begin Stored rows
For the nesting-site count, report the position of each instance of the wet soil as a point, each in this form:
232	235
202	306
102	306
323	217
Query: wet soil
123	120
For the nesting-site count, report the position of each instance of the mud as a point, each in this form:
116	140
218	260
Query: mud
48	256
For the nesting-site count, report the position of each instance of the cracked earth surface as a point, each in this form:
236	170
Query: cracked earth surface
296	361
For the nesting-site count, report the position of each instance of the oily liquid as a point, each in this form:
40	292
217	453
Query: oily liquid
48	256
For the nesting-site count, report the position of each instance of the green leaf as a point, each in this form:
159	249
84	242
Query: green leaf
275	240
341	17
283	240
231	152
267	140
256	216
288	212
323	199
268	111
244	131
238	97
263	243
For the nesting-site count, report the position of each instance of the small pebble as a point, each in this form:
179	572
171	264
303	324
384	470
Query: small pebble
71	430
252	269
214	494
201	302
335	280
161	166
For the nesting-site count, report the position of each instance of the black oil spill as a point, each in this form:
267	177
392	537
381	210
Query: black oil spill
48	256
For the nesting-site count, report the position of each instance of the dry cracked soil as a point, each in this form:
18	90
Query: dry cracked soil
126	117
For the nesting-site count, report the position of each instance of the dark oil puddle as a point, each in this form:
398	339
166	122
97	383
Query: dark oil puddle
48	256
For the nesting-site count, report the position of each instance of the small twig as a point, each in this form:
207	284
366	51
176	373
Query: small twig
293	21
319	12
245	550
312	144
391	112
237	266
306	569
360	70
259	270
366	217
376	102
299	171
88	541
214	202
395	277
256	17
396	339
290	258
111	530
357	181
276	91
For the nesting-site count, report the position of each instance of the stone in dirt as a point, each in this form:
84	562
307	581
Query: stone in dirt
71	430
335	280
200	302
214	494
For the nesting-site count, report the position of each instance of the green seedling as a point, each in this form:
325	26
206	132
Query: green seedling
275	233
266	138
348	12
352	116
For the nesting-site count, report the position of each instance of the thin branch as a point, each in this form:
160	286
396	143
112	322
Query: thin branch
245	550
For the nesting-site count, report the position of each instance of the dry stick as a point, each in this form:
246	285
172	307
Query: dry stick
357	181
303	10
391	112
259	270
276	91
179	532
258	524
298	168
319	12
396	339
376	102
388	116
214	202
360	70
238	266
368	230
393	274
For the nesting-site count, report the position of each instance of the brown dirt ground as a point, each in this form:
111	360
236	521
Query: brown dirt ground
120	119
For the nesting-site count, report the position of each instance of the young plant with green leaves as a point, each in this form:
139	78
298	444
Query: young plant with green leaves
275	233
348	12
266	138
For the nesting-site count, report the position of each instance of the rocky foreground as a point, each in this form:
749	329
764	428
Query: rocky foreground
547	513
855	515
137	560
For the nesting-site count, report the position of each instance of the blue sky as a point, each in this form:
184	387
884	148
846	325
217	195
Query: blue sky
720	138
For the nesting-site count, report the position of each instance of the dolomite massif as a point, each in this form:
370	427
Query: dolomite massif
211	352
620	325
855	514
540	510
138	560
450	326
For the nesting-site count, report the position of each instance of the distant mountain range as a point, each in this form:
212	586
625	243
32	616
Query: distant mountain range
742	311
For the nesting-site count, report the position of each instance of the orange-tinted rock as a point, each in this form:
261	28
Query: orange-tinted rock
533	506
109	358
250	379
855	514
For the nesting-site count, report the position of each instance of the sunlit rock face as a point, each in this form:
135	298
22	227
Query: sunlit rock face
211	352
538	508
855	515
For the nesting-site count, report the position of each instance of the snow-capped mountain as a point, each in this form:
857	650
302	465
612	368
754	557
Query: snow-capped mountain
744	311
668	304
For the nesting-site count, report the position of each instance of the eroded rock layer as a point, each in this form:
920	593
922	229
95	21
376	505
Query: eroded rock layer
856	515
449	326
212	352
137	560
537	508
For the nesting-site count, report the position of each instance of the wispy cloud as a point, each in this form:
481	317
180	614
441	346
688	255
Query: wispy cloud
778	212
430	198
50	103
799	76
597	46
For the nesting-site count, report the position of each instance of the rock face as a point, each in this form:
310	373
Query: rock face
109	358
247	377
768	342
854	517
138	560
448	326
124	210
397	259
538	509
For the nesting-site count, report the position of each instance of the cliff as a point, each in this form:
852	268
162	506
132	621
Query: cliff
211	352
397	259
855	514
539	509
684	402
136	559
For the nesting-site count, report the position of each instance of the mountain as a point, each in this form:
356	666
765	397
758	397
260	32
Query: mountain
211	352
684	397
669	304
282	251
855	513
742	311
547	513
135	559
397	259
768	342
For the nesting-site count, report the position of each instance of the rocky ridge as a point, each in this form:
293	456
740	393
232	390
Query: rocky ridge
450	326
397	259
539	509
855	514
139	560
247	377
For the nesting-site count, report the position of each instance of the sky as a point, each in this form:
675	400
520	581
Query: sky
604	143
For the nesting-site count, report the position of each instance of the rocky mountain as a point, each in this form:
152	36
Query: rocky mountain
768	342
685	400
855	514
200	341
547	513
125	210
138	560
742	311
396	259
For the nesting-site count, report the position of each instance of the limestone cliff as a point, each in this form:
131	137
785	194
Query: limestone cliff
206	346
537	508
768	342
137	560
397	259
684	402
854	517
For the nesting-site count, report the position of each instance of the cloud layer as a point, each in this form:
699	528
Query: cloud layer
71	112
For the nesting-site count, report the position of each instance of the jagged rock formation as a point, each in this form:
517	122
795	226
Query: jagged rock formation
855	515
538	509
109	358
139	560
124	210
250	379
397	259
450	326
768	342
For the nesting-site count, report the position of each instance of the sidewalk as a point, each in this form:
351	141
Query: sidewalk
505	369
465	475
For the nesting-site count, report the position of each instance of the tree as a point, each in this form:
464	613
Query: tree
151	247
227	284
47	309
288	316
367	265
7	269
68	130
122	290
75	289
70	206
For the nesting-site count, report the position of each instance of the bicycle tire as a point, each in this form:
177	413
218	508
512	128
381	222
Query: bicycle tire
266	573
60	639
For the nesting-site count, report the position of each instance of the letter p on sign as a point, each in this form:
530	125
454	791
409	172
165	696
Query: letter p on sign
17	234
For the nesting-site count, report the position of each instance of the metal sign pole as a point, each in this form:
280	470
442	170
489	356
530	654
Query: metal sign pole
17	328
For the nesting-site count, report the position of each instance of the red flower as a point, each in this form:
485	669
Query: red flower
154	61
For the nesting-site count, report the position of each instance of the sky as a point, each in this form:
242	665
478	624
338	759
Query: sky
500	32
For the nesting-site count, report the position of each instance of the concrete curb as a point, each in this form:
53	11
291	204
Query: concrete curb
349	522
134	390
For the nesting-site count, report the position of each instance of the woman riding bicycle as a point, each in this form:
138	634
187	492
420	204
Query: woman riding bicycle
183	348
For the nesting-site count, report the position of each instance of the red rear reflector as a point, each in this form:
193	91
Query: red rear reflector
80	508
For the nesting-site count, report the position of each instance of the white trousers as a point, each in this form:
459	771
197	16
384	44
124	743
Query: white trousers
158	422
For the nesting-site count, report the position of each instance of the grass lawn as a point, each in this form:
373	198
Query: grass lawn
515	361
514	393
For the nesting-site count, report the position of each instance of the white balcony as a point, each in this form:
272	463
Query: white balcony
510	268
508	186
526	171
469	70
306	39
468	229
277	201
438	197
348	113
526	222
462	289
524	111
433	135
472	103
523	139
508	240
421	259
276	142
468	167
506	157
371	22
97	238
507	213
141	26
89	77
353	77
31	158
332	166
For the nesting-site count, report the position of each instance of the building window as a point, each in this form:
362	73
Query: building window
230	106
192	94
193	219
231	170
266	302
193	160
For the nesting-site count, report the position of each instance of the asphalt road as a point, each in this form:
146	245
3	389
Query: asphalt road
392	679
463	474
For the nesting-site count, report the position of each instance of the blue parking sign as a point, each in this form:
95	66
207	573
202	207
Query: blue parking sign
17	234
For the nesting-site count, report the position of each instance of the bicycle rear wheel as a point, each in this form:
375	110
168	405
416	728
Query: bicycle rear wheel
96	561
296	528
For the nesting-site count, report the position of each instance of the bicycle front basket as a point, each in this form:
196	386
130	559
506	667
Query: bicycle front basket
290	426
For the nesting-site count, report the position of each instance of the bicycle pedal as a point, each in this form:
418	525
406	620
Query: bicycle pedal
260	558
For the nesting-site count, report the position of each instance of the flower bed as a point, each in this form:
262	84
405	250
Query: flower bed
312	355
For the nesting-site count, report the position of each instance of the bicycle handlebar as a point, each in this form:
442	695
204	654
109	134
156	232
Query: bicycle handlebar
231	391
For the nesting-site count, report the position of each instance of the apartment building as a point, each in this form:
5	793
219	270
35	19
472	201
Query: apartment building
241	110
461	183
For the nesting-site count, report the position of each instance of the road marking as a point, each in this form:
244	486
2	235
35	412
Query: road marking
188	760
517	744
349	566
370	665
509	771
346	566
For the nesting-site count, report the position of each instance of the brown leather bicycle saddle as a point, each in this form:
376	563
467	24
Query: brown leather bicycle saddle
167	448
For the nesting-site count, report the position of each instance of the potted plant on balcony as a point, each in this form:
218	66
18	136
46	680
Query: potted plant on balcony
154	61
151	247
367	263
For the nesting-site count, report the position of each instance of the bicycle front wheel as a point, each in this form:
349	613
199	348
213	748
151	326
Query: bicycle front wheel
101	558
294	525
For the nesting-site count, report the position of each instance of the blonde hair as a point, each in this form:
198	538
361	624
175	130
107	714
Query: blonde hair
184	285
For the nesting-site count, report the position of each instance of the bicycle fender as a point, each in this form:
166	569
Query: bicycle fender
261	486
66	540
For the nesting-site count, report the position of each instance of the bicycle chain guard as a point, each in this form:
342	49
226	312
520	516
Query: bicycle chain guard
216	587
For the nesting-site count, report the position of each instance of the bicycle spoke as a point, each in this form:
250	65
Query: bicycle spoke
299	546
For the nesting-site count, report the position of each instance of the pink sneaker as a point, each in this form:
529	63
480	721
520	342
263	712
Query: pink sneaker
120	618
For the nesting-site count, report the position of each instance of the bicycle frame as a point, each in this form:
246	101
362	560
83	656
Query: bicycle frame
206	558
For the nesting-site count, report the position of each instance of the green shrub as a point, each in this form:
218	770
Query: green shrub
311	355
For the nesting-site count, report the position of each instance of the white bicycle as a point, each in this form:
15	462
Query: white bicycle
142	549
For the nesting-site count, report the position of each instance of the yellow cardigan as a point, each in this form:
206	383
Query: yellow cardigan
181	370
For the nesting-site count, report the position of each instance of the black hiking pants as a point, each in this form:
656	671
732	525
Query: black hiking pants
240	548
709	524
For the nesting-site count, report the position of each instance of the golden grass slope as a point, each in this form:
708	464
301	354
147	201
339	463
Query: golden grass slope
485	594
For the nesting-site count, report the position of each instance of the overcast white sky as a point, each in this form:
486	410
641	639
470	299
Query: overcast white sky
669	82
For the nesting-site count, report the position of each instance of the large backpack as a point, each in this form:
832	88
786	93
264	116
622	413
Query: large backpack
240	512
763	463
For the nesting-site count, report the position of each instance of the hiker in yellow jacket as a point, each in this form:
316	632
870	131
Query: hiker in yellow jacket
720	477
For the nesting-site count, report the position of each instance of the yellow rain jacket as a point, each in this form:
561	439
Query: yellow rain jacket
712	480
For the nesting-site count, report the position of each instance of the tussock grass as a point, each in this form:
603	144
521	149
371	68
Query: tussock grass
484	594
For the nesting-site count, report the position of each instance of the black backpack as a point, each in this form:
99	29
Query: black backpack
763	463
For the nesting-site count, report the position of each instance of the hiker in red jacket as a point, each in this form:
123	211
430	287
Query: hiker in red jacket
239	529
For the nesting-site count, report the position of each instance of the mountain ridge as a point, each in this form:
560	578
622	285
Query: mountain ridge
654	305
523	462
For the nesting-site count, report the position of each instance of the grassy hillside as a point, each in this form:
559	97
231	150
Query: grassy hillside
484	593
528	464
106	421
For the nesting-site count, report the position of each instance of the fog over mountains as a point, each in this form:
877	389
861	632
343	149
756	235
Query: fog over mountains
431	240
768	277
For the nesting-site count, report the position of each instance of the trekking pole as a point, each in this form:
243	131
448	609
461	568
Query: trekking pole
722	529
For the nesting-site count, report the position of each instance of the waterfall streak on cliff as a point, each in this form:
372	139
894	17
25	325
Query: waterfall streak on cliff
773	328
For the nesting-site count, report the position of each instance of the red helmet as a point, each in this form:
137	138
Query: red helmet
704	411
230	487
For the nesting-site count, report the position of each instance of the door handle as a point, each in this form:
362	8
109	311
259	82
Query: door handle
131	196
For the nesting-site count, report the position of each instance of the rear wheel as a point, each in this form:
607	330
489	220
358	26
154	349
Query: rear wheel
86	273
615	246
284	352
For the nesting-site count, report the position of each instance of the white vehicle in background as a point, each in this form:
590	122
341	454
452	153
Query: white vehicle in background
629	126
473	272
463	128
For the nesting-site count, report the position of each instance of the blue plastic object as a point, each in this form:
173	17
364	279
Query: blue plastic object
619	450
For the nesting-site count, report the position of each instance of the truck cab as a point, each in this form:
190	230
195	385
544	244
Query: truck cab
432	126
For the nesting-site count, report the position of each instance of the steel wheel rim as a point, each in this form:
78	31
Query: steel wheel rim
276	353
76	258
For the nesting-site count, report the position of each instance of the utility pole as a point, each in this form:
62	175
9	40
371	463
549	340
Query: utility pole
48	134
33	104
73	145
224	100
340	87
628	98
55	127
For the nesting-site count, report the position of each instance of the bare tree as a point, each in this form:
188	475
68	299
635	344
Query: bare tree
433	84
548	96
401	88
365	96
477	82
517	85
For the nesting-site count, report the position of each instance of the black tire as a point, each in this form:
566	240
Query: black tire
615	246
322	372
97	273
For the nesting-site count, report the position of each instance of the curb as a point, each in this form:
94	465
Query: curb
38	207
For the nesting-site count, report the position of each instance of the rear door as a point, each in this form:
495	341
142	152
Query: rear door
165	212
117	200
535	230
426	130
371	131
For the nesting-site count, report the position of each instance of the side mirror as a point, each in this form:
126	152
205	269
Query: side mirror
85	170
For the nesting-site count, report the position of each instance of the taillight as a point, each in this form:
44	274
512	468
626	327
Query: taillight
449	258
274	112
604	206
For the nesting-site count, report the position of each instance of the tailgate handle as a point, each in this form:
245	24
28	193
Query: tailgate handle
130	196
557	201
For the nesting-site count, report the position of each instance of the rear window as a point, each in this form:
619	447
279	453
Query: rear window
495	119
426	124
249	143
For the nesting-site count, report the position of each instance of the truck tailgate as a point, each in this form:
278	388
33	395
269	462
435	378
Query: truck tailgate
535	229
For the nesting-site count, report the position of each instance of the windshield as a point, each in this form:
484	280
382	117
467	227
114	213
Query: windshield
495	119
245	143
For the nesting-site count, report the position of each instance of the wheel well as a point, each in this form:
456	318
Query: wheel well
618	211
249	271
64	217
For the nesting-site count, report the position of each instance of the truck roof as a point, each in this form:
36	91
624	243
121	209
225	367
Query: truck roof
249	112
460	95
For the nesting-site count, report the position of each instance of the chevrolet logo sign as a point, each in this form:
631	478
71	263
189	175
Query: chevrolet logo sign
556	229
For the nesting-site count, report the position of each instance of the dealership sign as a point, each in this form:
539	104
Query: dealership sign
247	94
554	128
end Stored rows
Please extract exactly, and only, the lines from the line containing "of the wheel" through the last line of the records.

### Full answer
For the nesting-site count, report the position of each instance of the wheel well as a point, each in this form:
456	318
Query: wheel well
618	211
249	271
64	217
For the nesting-site count, report the position of each instance of the truck roof as a point, each in this form:
36	91
624	243
121	209
225	367
Query: truck roof
249	112
460	95
For the nesting-site count, report the position of each instance of the chevrolet logo sign as a point, each in this form:
631	478
71	263
189	175
Query: chevrolet logo sign
556	229
For the nesting-site count, report the position of each instance of the dealership sign as a point, each in this form:
539	104
Query: dealership sign
247	94
554	128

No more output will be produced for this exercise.